STORED DATA START

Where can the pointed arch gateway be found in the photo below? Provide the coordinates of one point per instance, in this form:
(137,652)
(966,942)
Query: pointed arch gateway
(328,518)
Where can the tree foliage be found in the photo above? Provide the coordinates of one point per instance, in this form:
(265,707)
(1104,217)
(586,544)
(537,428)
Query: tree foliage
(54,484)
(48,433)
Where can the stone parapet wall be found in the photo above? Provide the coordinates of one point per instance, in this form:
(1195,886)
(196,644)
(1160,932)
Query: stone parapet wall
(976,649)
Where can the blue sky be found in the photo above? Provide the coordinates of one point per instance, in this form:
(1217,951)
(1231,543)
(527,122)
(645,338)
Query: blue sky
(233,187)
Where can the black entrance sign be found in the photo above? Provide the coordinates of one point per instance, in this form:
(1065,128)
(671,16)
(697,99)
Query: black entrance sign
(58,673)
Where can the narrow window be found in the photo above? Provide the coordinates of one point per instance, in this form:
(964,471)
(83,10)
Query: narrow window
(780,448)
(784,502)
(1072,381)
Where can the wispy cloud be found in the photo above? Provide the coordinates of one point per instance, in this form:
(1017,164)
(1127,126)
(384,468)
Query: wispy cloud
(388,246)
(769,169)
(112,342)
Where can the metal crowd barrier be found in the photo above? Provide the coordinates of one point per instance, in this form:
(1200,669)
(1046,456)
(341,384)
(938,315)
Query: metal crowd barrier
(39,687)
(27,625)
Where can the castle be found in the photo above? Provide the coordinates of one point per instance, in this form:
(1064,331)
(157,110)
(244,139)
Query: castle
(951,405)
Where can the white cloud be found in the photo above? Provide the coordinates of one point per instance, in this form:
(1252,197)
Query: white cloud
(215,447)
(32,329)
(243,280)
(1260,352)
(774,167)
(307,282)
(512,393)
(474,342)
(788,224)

STORED DATA END

# PROBLEM DESCRIPTION:
All lines in the entries above that include "Where" should be found and copied.

# EXERCISE SOLUTION:
Where can the pointed arch gateway be found in the photo below? Provide the coordinates of one point per instance, in this form:
Where can the tree foliage be found in the photo above? Provide the coordinates of one point per instance, in this form:
Where can the stone parapet wall be found in the photo above? Provide the coordinates of one point per instance, in this form:
Where can the blue sky be found in the photo above? Provide the coordinates of one point per instance, in this form:
Where can the black entrance sign be found in the photo above? Provide the coordinates of one point per instance, in this form:
Where can the narrow window be found in the photo above? Provide the coordinates of one point per instance, in this form:
Where can the wispy cloud be found in the photo above? Provide the coordinates of one point per instance, in this form:
Where can the metal crowd barrier be found in the photo above? Provide the coordinates of one point per instance, in this form:
Where can the castle be found in the photo above? Provide the coordinates of one point per instance, in this form:
Where can the white cloud be found in the photo above? Provide the coordinates of one point per instance, in this form:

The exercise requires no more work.